● Provided data

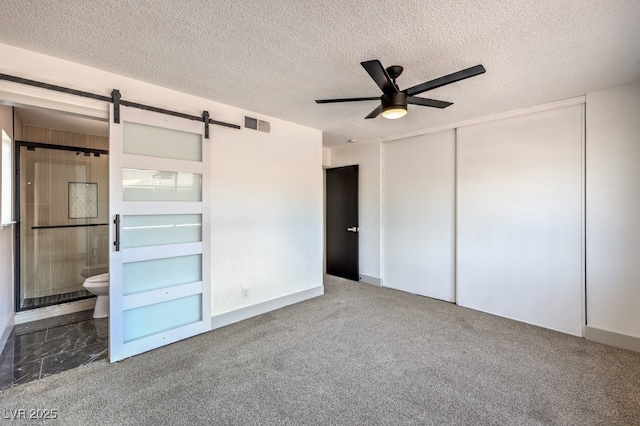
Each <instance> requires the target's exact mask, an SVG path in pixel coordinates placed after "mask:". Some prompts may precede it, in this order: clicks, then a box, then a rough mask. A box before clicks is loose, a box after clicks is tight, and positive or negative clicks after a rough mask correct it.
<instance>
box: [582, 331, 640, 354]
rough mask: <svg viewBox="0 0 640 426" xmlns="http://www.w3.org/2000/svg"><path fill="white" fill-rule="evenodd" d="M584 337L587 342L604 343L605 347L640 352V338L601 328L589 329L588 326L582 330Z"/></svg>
mask: <svg viewBox="0 0 640 426" xmlns="http://www.w3.org/2000/svg"><path fill="white" fill-rule="evenodd" d="M582 335H583V336H584V338H585V339H587V340H592V341H594V342H598V343H604V344H605V345H609V346H615V347H617V348H622V349H629V350H631V351H635V352H640V337H634V336H629V335H626V334H620V333H616V332H613V331H608V330H602V329H599V328H594V327H589V326H588V325H585V326H584V327H583V328H582Z"/></svg>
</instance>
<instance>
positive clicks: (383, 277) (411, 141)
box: [382, 130, 455, 302]
mask: <svg viewBox="0 0 640 426" xmlns="http://www.w3.org/2000/svg"><path fill="white" fill-rule="evenodd" d="M382 148H383V151H382V155H383V173H384V175H383V229H384V235H383V241H384V242H383V281H382V282H383V285H384V286H385V287H391V288H395V289H398V290H403V291H407V292H410V293H415V294H420V295H423V296H428V297H433V298H436V299H441V300H446V301H448V302H454V301H455V281H454V272H455V265H454V255H455V247H454V239H455V228H454V224H455V131H454V130H448V131H444V132H438V133H432V134H428V135H423V136H417V137H414V138H410V139H404V140H400V141H394V142H388V143H385V144H384V145H383V146H382Z"/></svg>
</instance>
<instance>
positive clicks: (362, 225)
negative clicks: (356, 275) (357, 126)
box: [330, 142, 381, 284]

● Your goal
Set down the entries again without change. Leave the pictures out.

● Your solution
Each <instance> requires the target's exact mask, an SVG path in pixel coordinates placed after "mask:". Some prompts may precede it, in this order: clicks, then a box, then a rough mask. A box before clicks is loose, a box after clicks is tight, and positive or negative clicks after a rough mask correct it.
<instance>
box: [582, 331, 640, 354]
rough mask: <svg viewBox="0 0 640 426" xmlns="http://www.w3.org/2000/svg"><path fill="white" fill-rule="evenodd" d="M584 337L587 342L604 343L605 347L640 352V338L601 328L589 329L588 326L582 330Z"/></svg>
mask: <svg viewBox="0 0 640 426" xmlns="http://www.w3.org/2000/svg"><path fill="white" fill-rule="evenodd" d="M582 335H583V336H584V338H585V339H587V340H592V341H594V342H598V343H604V344H605V345H609V346H615V347H617V348H622V349H629V350H631V351H635V352H640V337H634V336H629V335H626V334H620V333H616V332H613V331H608V330H602V329H599V328H594V327H589V326H588V325H585V326H584V327H583V328H582Z"/></svg>
</instance>
<instance>
positive clicks: (383, 277) (411, 141)
box: [382, 130, 455, 302]
mask: <svg viewBox="0 0 640 426" xmlns="http://www.w3.org/2000/svg"><path fill="white" fill-rule="evenodd" d="M382 148H383V151H382V155H383V173H384V175H383V229H384V235H383V241H384V242H383V281H382V282H383V285H384V286H385V287H391V288H395V289H398V290H403V291H407V292H410V293H415V294H420V295H423V296H428V297H433V298H436V299H441V300H446V301H448V302H454V301H455V281H454V272H455V265H454V255H455V247H454V239H455V228H454V224H455V131H454V130H448V131H444V132H438V133H432V134H428V135H423V136H417V137H414V138H410V139H404V140H400V141H394V142H388V143H385V144H384V145H383V146H382Z"/></svg>
</instance>
<instance>
positive clicks: (362, 225)
negative clicks: (356, 275) (357, 126)
box: [330, 142, 381, 284]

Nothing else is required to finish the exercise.